> [EXERCISE REQUIREMENTS]
In the passage on Pakistan's commodity exports, what unit price per ton did basmati rice average in FY20?

> [EXCERPTED PASSAGE]
Understandably, lack of improvement in exports is no reason to keep currency overvalued, for if exports are stagnant, an overvalued currency will only further exacerbate the trade deficit as witnessed during the last regime. However, the failure to improve export earnings – especially that of bottom-of-the-pyramid primary commodities – despite massive devaluation is a missed opportunity that raises several questions.

Did weak commodity prices play a role? Partly. Back in FY10-11, unit price of basmati rice – Pakistan’s only high-value crop - averaged at close to $800 per ton, which in FY20 came out at just $522 per ton. In fact, basmati prices are on a decline for at least past three years, which does make the gain in volume during the same period an achievement.

Curiously, Pakistan has in fact lost volume on its largest food group exports – Other or Irri & hybrid rice varieties. Recall that Other rice had become the largest food group exporting product by a wide margin, contributing as much as one-third of total category earnings. Yet, despite an annual 3 percent increase in per ton prices fetched by Other rice over the past four years, volume exported has been on a downward trajectory, falling short by 3.5 percent on average every year.

And that draws attention to the productivity and capacity challenge endemic to Pakistan’s commodity-based exports. While a leading competitor in basmati, Pakistan’s contribution to global Irri and hybrid rice trade is puny. Because Irri/hybrid and basmati have vastly different target markets, there is also no inverse relationship in global demand. The unfortunate trend, however, is explained by Pakistan’s weak capacity to export, which fails to cater to demand when the opportunity presents itself in the form of currency devaluation and domestic producers suddenly discover a newfound price competitiveness.

The story of “non-rice” other half of food group exports is no different. Meat exports, for example, are back in competition in Middle Eastern markets based on pricing. As Faisal Hussain, CEO of The Organic Meat Company Limited explained in an interview to BR Research, Pakistani players undercut both each other and the competition by offering lower rates backed by better currency terms. There is little effort to develop and penetrate the market on durable basis, such as value-addition and supply chain development. Meat export category, for example, would do well to seek both licenses and cold chains for by-sea exports, yet exporters may be happier in making a quick buck.

> [PROVIDED MATERIAL]

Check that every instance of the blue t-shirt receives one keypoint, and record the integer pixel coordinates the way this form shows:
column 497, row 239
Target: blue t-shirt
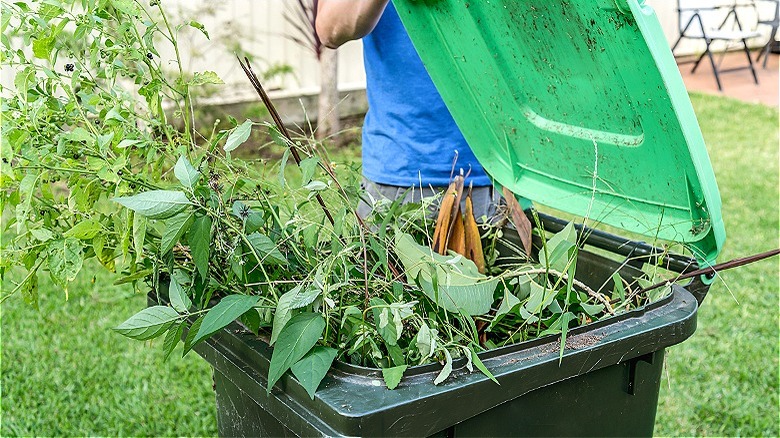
column 408, row 134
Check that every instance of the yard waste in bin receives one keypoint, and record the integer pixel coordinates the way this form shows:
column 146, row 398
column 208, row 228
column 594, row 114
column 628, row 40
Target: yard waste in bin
column 575, row 105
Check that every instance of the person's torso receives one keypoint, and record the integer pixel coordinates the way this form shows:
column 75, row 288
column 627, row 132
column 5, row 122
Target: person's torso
column 409, row 135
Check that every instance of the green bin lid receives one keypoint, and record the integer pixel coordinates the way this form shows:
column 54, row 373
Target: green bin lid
column 576, row 105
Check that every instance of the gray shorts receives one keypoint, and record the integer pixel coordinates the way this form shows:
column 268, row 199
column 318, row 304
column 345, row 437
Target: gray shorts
column 485, row 199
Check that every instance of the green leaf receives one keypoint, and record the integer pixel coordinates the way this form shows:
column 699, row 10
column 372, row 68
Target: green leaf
column 156, row 204
column 238, row 136
column 134, row 277
column 266, row 249
column 446, row 371
column 592, row 309
column 189, row 340
column 127, row 6
column 508, row 304
column 47, row 11
column 308, row 166
column 42, row 234
column 148, row 323
column 295, row 298
column 42, row 47
column 30, row 290
column 453, row 283
column 618, row 290
column 393, row 375
column 84, row 230
column 225, row 312
column 312, row 368
column 315, row 186
column 539, row 299
column 185, row 173
column 296, row 339
column 139, row 235
column 199, row 239
column 178, row 296
column 555, row 254
column 26, row 189
column 283, row 162
column 172, row 337
column 175, row 227
column 480, row 366
column 206, row 77
column 563, row 322
column 200, row 27
column 382, row 320
column 252, row 320
column 65, row 260
column 426, row 341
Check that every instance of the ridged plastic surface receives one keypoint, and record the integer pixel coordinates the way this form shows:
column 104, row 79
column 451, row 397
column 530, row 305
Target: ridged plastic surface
column 577, row 105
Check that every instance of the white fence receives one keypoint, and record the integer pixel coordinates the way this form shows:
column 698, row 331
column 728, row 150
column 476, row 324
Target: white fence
column 264, row 19
column 259, row 28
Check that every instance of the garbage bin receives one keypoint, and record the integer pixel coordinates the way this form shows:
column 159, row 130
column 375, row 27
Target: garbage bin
column 606, row 384
column 574, row 105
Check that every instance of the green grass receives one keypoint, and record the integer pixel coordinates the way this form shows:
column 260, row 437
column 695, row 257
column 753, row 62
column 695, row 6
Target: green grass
column 724, row 380
column 64, row 372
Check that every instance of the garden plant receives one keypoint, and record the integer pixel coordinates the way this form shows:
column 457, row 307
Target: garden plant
column 102, row 159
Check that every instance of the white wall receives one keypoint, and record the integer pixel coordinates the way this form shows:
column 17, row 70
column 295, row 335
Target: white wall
column 260, row 28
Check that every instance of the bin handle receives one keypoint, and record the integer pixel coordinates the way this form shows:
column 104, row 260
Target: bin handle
column 710, row 272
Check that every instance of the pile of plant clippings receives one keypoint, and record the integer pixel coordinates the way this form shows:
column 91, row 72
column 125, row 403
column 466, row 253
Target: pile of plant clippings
column 93, row 167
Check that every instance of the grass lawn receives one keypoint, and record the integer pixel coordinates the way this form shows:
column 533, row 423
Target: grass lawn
column 65, row 373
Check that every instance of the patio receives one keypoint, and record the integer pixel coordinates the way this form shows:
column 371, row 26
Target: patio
column 737, row 85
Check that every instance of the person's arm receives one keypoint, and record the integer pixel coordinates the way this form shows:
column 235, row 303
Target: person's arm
column 339, row 21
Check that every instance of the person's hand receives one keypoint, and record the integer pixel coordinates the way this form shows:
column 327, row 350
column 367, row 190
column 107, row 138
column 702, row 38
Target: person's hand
column 339, row 21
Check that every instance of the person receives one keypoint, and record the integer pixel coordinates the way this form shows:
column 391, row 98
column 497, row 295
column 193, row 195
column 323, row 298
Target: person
column 409, row 137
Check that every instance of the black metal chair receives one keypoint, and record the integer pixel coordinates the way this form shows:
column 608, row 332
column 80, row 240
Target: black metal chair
column 696, row 18
column 772, row 22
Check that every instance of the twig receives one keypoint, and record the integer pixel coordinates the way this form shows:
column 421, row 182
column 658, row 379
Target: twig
column 716, row 268
column 279, row 124
column 247, row 67
column 598, row 296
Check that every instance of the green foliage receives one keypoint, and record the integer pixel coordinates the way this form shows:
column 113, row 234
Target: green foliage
column 94, row 166
column 148, row 323
column 222, row 314
column 393, row 375
column 311, row 369
column 298, row 336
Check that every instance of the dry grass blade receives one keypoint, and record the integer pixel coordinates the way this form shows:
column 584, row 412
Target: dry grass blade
column 519, row 220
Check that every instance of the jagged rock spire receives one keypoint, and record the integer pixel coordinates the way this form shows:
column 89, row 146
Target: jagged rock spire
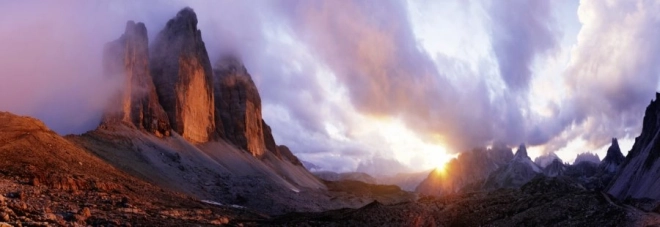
column 136, row 102
column 238, row 107
column 521, row 152
column 183, row 77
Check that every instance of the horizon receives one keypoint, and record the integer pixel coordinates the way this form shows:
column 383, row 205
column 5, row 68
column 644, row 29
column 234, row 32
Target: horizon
column 379, row 86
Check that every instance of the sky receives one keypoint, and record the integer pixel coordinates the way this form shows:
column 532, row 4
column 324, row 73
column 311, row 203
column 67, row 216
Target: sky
column 378, row 86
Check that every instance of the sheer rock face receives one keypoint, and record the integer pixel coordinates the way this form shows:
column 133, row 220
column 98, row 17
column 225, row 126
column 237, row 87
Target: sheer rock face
column 639, row 174
column 269, row 140
column 137, row 101
column 613, row 159
column 183, row 77
column 238, row 107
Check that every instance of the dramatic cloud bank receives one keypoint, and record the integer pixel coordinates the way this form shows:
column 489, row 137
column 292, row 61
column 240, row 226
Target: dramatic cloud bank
column 352, row 85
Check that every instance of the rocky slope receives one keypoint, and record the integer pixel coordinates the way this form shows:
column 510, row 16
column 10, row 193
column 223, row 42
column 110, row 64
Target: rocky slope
column 238, row 108
column 545, row 160
column 520, row 170
column 639, row 176
column 406, row 181
column 352, row 176
column 556, row 168
column 45, row 180
column 467, row 171
column 182, row 74
column 541, row 202
column 136, row 102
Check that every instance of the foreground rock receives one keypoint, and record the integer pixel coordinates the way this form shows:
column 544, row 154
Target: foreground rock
column 541, row 202
column 127, row 59
column 46, row 180
column 182, row 75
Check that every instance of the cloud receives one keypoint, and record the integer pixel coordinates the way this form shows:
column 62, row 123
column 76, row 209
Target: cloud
column 521, row 31
column 613, row 72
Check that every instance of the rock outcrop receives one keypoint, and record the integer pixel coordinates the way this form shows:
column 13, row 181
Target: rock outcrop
column 519, row 171
column 288, row 155
column 136, row 101
column 269, row 140
column 556, row 168
column 587, row 157
column 465, row 172
column 545, row 160
column 182, row 75
column 238, row 107
column 639, row 175
column 613, row 159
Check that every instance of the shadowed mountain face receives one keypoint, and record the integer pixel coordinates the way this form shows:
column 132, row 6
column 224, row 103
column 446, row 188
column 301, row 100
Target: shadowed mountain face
column 639, row 176
column 238, row 107
column 613, row 159
column 182, row 74
column 136, row 102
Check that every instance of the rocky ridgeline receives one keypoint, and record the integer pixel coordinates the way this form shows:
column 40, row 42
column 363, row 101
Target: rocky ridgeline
column 173, row 87
column 137, row 103
column 183, row 77
column 238, row 107
column 639, row 176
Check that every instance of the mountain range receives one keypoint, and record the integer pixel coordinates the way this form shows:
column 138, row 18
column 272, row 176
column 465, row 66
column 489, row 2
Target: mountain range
column 182, row 142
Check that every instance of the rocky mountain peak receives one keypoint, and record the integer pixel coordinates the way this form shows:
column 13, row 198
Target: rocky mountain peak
column 614, row 154
column 136, row 102
column 521, row 153
column 238, row 108
column 638, row 176
column 587, row 157
column 183, row 77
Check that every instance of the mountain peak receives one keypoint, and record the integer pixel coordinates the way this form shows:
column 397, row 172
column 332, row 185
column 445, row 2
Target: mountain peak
column 614, row 157
column 522, row 152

> [RESULT BELOW]
$522 per ton